## [Task brief]
Go to the line below containing "Every instance of the blurred background" and print exactly from there through the line containing "Every instance of the front door", both included. Print nothing else.

## [The data]
------------------------------

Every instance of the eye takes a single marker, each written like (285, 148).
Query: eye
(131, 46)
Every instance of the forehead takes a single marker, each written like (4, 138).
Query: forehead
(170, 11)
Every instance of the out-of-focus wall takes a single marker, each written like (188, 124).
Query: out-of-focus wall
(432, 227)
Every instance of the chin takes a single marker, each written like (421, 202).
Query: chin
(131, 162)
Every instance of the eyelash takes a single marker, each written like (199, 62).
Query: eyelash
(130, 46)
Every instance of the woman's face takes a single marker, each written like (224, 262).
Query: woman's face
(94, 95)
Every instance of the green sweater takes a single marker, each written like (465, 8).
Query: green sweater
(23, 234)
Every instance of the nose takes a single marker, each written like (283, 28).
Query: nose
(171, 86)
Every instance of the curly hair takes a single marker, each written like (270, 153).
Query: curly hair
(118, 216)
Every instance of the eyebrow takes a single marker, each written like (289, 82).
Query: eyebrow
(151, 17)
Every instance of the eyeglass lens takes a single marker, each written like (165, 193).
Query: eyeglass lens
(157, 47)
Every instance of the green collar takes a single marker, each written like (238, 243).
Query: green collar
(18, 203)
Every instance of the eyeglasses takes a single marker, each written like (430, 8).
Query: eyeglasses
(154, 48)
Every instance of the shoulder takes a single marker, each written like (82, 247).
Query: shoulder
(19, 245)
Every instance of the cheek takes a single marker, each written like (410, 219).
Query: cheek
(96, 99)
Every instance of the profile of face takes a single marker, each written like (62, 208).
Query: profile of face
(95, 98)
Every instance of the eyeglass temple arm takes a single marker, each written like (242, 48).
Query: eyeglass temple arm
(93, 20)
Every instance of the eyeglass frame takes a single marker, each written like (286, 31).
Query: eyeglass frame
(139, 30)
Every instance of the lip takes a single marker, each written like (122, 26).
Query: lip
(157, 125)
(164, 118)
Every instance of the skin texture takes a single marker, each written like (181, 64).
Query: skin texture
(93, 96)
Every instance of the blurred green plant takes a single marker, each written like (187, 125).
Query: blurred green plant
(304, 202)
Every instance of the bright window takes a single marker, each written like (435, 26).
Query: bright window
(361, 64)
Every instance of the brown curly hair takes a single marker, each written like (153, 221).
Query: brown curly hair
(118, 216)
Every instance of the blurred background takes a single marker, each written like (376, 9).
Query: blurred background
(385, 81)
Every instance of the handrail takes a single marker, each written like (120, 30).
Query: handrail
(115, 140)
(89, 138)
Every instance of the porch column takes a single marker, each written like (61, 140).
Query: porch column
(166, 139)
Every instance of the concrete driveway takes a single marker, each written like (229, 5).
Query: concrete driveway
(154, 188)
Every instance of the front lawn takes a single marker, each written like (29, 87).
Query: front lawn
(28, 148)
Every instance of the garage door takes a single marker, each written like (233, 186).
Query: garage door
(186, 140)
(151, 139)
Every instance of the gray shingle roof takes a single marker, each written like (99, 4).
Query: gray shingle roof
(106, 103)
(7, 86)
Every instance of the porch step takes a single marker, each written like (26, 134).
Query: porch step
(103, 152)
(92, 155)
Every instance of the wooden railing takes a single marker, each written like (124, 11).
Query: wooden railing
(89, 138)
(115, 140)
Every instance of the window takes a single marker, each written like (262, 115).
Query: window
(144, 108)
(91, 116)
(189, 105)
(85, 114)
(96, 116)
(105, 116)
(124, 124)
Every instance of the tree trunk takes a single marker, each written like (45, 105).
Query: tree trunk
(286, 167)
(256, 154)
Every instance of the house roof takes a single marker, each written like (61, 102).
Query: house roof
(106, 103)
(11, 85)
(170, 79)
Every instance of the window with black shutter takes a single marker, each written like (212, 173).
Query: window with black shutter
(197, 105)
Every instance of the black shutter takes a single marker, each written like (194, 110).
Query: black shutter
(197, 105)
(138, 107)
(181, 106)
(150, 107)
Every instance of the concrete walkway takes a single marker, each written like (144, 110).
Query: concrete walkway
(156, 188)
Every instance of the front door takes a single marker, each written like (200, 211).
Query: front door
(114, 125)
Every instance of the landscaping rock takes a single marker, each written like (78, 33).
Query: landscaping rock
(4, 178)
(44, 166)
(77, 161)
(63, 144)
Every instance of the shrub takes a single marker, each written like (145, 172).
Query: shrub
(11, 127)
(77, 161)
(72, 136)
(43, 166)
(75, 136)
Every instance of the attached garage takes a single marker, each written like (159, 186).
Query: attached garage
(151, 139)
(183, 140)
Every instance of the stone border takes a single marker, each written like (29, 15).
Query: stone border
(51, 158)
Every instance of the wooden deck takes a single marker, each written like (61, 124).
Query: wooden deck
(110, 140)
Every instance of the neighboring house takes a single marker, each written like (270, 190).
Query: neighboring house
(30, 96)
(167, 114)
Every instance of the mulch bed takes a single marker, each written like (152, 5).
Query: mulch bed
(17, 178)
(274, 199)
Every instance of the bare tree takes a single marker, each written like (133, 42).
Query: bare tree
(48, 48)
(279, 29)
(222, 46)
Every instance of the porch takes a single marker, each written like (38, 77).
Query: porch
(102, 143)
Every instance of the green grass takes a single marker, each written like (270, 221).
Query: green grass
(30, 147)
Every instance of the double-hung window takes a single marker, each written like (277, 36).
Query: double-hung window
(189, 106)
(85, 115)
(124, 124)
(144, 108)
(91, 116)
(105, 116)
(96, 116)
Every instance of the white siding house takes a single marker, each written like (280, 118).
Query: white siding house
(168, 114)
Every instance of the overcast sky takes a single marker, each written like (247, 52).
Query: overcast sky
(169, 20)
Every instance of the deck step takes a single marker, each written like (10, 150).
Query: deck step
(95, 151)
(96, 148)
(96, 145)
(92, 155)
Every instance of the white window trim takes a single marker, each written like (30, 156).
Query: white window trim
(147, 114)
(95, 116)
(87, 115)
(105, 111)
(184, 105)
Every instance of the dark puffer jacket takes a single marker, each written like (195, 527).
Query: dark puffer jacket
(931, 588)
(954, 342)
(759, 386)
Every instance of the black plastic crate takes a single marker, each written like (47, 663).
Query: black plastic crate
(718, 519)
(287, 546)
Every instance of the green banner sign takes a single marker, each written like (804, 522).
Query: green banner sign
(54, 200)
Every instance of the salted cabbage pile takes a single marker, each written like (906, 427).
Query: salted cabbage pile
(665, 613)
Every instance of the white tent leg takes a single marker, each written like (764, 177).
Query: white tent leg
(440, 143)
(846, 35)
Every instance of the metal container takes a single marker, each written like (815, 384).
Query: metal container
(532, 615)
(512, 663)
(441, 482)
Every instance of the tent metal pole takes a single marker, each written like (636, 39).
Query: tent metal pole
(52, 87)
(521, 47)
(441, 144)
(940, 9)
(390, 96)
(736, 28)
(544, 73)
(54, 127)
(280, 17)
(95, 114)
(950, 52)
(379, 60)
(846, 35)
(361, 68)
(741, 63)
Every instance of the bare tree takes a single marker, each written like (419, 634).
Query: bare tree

------------------------------

## [Answer for this exercise]
Every instance of the blurred background takes a single marker, each written like (376, 9).
Query: blurred background
(385, 81)
Every instance of the handrail takes a single marker, each written like (120, 30).
Query: handrail
(115, 140)
(89, 138)
Every instance of the porch column takes a single marker, each written like (61, 140).
Query: porch column
(166, 139)
Every instance of the concrete driveway takes a single marker, each written like (229, 5).
Query: concrete driveway
(154, 188)
Every instance of the front lawn takes a single marker, each written like (29, 87).
Query: front lawn
(28, 148)
Every instance of the garage door takes a single marker, each written like (233, 186).
Query: garage door
(186, 140)
(151, 139)
Every instance of the gray shingle roof takes a single marker, each written like (99, 4).
Query: gray shingle roof
(106, 103)
(7, 86)
Every instance of the porch step takes a single marker, each written like (26, 134).
Query: porch step
(103, 152)
(92, 155)
Every instance of the wooden railing takes a single marker, each written like (124, 11).
Query: wooden railing
(89, 138)
(115, 140)
Every instance of the window takes a single marker, each written like (262, 115).
Query: window
(144, 108)
(91, 116)
(189, 105)
(85, 114)
(96, 116)
(105, 116)
(124, 124)
Every instance of the tree trunk takes a single marker, each written like (45, 105).
Query: tree trunk
(286, 167)
(256, 154)
Every instance of the house roof takes a single marker, each written like (61, 102).
Query: house roof
(106, 103)
(11, 85)
(170, 79)
Every instance of the window with black shutter takes a single marker, each written like (212, 173).
Query: window with black shutter
(197, 105)
Every instance of the black shutter takes a single marker, each written like (194, 110).
Query: black shutter
(197, 105)
(138, 107)
(181, 106)
(150, 107)
Every instance of the concrete walkway takes a single marker, each written like (144, 110).
Query: concrete walkway
(156, 188)
Every instance of the front door takes a single marker, each written like (200, 211).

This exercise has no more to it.